*WHAT THE TASK REQUIRES*.
Return every line of the items below verbatim, omitting the pictures.
* start *
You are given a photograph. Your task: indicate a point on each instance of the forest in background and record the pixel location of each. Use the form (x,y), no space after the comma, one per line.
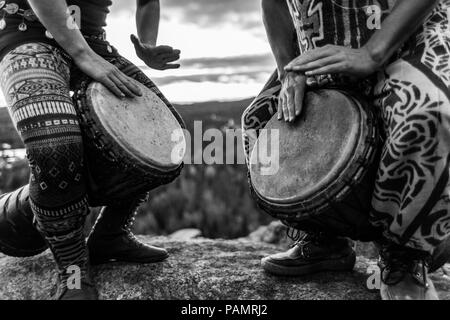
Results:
(212,198)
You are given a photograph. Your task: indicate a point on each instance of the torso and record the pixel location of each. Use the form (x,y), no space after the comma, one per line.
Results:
(93,19)
(339,22)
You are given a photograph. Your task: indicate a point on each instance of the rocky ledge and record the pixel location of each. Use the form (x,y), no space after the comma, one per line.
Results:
(197,269)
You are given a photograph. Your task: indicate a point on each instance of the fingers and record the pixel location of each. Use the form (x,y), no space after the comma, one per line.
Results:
* end *
*ANSWER*.
You are given a photograph. Your task: indicate a point on each instance of the forest in background and record the pixel location of each. Use the form (x,y), no space after the comma, one per line.
Results:
(212,198)
You are given a photograph. Your task: indicate a point on each instance of the torso and record the pixel location of each. Use the form (x,y), no space after the comma, one per line.
Results:
(93,19)
(339,22)
You are given a photograph. Your task: indicate a point on each instance of the rocky ledge and record the pixel location of each. Use the form (x,y), no space after the comma, one per line.
Results:
(197,269)
You are given a photograph. Your task: indicate a point on each instance of the fingers and record the pixel location of each. Use the form (x,y), no space after the comma, one per line.
Results:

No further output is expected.